» PROVIDED TEXT

——

“For people who are incarcerated, the unhealthy, unappetizing, and often inedible food in prison robs them of dignity, humanity, and health. Food in prison is being wielded as a further form of punishment – one linked with chronic illnesses such as diabetes and hypertension. The adverse impacts of eating while incarcerated affect people long after their reentry into the community.”
From a 2020 Impact/Justice Report
All across the nation, from the bluest of the blue states to the reddest of the red states, prison and jail conditions are still well below humane standards, food is often rotten or otherwise inedible, frequently insufficient to sustain reasonable health. Staffing shortages and overcrowding have led most prisons, especially those housing male inmates, to segregation by gang affiliation, effectively relegating day-to-day management to gang leaders (so-called “shot callers”). But jail and prison food… well, it is often disgusting.

——

» DATASET
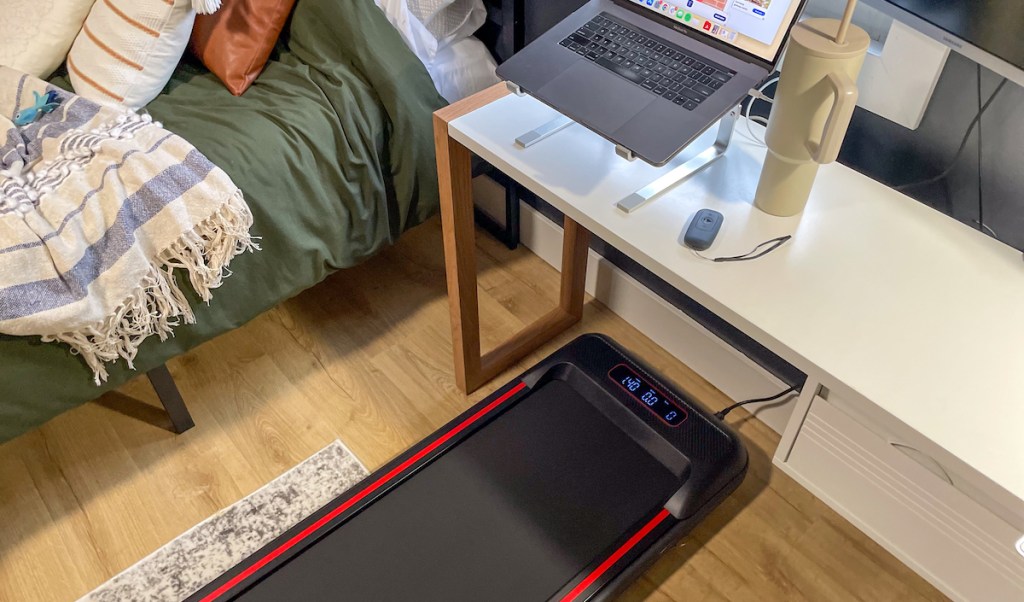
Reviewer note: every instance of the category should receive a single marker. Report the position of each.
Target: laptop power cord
(721, 414)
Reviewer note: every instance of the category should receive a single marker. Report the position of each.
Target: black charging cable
(721, 414)
(759, 251)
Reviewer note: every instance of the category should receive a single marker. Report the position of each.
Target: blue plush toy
(44, 103)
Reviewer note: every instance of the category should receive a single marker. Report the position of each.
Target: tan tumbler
(813, 105)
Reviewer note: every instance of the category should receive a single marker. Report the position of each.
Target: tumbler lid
(817, 37)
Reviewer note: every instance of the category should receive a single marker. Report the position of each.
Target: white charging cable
(758, 94)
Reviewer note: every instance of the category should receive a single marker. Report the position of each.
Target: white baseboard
(717, 361)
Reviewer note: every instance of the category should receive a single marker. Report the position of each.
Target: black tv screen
(993, 26)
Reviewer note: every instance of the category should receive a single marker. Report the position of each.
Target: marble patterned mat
(206, 551)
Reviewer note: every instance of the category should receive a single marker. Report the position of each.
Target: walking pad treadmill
(564, 484)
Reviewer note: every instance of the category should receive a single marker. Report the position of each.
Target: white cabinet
(907, 502)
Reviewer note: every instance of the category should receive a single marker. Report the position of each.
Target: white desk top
(887, 298)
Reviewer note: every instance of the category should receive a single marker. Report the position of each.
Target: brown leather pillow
(236, 42)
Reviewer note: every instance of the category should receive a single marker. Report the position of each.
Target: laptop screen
(757, 27)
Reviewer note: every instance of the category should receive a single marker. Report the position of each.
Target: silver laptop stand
(643, 196)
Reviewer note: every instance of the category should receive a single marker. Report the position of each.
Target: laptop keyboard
(649, 62)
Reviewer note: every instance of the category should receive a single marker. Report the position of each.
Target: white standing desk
(908, 323)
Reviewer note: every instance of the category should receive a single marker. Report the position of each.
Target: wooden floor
(366, 357)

——

» ABOUT THIS TASK
Please reproduce the passage on prison food in full, word for word. The items have no connection to the passage on prison food.

» EXPECTED ANSWER
“For people who are incarcerated, the unhealthy, unappetizing, and often inedible food in prison robs them of dignity, humanity, and health. Food in prison is being wielded as a further form of punishment – one linked with chronic illnesses such as diabetes and hypertension. The adverse impacts of eating while incarcerated affect people long after their reentry into the community.”
From a 2020 Impact/Justice Report
All across the nation, from the bluest of the blue states to the reddest of the red states, prison and jail conditions are still well below humane standards, food is often rotten or otherwise inedible, frequently insufficient to sustain reasonable health. Staffing shortages and overcrowding have led most prisons, especially those housing male inmates, to segregation by gang affiliation, effectively relegating day-to-day management to gang leaders (so-called “shot callers”). But jail and prison food… well, it is often disgusting.